* _SELECTED TEXT_
LotR is not well written. The text may be grammatically correct and the world may be detailed, but the his ability to tell a story and pain a picture with that text is awful. Some say it gets better after where I stopped but it is quite literally the book that made me stop reading fiction for a long time because it was so dull and boring and badly written.

I think maybe Kant is the only other writer that I would love to punch in the face if I ever met after having read their work. Not because they aren't good in some respect, but because their work is just so infuriating to read. I can give you examples of what I mean what they do... in fact I think I will real quick...

Tolkien's writing pretty much goes like this in form...

"Once upon a time there was a solar system and in that solar system there was a planet, third from it's star, the Earth, covered in water. Several islands, called continents populated this world and upon one of them in the western hemisphere there was a nation called the USA, divided into territories and in those territories, states. In one of these states there is a town called Hell where there stood a house where 3 people lived and spent their day playing all sorts of games with their wii. Next to the wii was an old and dusty x-box 360 that was broken and hadn't been used for many years even though it was bought for a fairly large sum from a massive corporation who proclaimed to have many fabulous games that would take the player on many adventures. Down the street from this house Satan was throwing a party."

The final sentence is just about the only important part of that paragraph... and Tolkien makes that paragraph full chapters and does it constantly. That's horrendous writing, unless your goal is world building which Tolkien is excellent at, but for a story it is bad.

Kant I don't need to write that much...Kant's problem is that he will write 5 or 6 paragraphs and saying the exact same thing as each other written in different ways and using different metaphors and then at the very end he'll say "and that's how that works" even though he doesn't really explain anything or he doesn't explain enough for him to draw the conclusion he does. Worse is that his general writing is hard to read and isn't well put together.

Though this doesn't at all matter to the topic lol and if you want to follow up PM me, but I think I'll try to stop talking about LotR because it always leads to people being mad.

TDK and TDKR are poorly put together and bastardized the characters... That's not really unexpected of Miller and it's been a while since I've read them so I can't give you specifics as to why I think it's bad because it isn't good enough or bad enough to leave much of an impression other than it is incredibly overhyped and is just barely competent work. Though if you disagree that's fine. I'm pretty sure you are mistaking that quality I mentioned as it being good rather than you thinking it was a well put together story, good art, etc... And that's fine, but even if you think that, it's still unimportant to following Batman or understanding the character because it is so off and it's not canon. I have no problem with saying you should read it as well as those other earlier works if you're doing an in depth study of the complete history of Batman and how some of it's writers seem to think about Batman. Certainly Miller, Morison, Snyder, and Johns all disagree with me about the character, but they all also disagree with each other and the only one who has written a book that is universally considered good about Batman is the one that everyone thinks is the Psycho of the group that told one of the worst Batman stories ever as well which ASB&RTBW so who knows lol

#37 Edited by etragedy (1082 posts) - - Show Bio

@durakken said:

@etragedy: Then I'm thinking of a different series and I appologize.

LotR is not well written. The text may be grammatically correct and the world may be detailed, but the his ability to tell a story and pain a picture with that text is awful. Some say it gets better after where I stopped but it is quite literally the book that made me stop reading fiction for a long time because it was so dull and boring and badly written.

* _SUPPLIED DATA_
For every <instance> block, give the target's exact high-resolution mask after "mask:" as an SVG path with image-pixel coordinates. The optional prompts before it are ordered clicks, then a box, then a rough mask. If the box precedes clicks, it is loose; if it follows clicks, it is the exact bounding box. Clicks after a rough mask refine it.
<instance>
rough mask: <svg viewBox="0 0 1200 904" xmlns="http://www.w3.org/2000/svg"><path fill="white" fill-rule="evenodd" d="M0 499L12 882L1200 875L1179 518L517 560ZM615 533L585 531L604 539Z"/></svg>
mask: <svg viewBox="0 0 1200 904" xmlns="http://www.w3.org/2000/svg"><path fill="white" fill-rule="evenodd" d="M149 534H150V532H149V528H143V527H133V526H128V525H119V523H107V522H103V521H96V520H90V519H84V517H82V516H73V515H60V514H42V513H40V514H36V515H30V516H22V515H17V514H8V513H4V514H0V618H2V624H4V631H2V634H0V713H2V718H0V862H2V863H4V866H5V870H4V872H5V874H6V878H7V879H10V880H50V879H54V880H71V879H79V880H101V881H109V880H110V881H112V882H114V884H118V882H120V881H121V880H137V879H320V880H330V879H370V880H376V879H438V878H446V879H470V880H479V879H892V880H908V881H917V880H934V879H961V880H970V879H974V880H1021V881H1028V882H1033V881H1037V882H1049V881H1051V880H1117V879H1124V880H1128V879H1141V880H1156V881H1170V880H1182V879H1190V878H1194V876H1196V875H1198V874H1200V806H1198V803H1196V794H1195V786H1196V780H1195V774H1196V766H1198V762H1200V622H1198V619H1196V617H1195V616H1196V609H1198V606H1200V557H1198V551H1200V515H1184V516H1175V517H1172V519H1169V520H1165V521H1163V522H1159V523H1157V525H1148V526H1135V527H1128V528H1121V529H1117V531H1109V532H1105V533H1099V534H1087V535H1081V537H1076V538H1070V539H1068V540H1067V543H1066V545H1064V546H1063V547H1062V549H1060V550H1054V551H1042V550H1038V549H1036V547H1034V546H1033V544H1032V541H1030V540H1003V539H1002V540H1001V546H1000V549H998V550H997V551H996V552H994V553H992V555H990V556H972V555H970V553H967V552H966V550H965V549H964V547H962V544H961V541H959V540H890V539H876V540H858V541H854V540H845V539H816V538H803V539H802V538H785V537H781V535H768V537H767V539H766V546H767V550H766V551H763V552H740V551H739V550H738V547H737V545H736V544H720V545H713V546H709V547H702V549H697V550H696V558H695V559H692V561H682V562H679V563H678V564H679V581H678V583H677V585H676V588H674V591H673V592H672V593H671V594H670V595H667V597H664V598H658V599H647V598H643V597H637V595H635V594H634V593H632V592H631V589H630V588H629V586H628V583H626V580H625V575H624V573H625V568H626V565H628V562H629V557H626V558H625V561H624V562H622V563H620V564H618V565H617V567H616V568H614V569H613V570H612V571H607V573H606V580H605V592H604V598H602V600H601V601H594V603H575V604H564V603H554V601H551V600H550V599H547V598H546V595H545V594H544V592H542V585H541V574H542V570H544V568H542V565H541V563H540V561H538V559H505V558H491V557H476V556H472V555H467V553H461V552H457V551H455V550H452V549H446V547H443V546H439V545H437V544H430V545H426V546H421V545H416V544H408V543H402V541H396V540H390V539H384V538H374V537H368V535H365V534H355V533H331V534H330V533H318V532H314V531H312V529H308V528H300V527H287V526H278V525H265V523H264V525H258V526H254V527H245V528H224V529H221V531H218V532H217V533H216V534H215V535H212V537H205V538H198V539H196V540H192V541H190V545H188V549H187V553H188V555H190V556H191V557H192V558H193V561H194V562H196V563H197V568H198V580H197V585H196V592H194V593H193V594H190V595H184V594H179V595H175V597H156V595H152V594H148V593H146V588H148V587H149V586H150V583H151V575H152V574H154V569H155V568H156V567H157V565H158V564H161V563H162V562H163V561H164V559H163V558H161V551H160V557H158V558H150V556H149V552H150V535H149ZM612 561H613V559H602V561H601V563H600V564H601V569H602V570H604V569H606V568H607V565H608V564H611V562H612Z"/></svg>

* _WORK INSTRUCTIONS_
1. From the forum post about Tolkien and Kant, extract the passage from "Kant I don't" to "people being mad.".
2. In the forum post about Tolkien and Kant, which book does the writer say made them stop reading fiction for a long time?
3. Continue the forum post about Tolkien and Kant from where it stops.

* _ANSWERS BELOW_
1.
Kant I don't need to write that much...Kant's problem is that he will write 5 or 6 paragraphs and saying the exact same thing as each other written in different ways and using different metaphors and then at the very end he'll say "and that's how that works" even though he doesn't really explain anything or he doesn't explain enough for him to draw the conclusion he does. Worse is that his general writing is hard to read and isn't well put together.

Though this doesn't at all matter to the topic lol and if you want to follow up PM me, but I think I'll try to stop talking about LotR because it always leads to people being mad.

2. LotR (The Lord of the Rings).

3.
Apology accepted on the Chronicles and Archives point.

But on LOTR, once again, you are spouting subjective opinion, not facts.

If I say LOTR or TDKR is good because I happen to like it then I am stating an opinion, not a fact.

If you say LOTR or TDKR is bad because you happen to not like them, then you are stating an opinion, not a fact.

But if I say that LOTR is considered a classic of English Literature on many reading lists and was awarded the International Fantasy Award, or that the sources (cited above) have listed TDKR among the best graphic novels ever written - that is a fact.

Your entire argument about LOTR is based on the fact that you read (part) of it and you couldn't finish it because you didn't like it. That is opinion, not fact. If you further go on to state that something like LOTR or TDKR is qualitatively bad solely because you say it is, then you have crossed over from making a statement of opinion to making a erroneous statement of fact.

As for TDKR...

@durakken said: it's still unimportant to following Batman or understanding the character because it is so off and it's not canon.

Once again you mention canon, and once again I point out that that is totally irrelevant, as this thread is not about what is canonical and what is not.

#38 Posted by Durakken (1593 posts) - - Show Bio

@etragedy: You are misunderstanding what I'm saying. The reason I stopped reading the book is because the story was dull and not well written. I wasn't looking for a world building book. If you do what Tolkien does in any literature class you will be told to rewrite it because it is a bunch useless detail that takes away from the story, makes it artificially longer, and it's painfully boring, even if what it is talking about is interesting because you are mixing up what the focus is.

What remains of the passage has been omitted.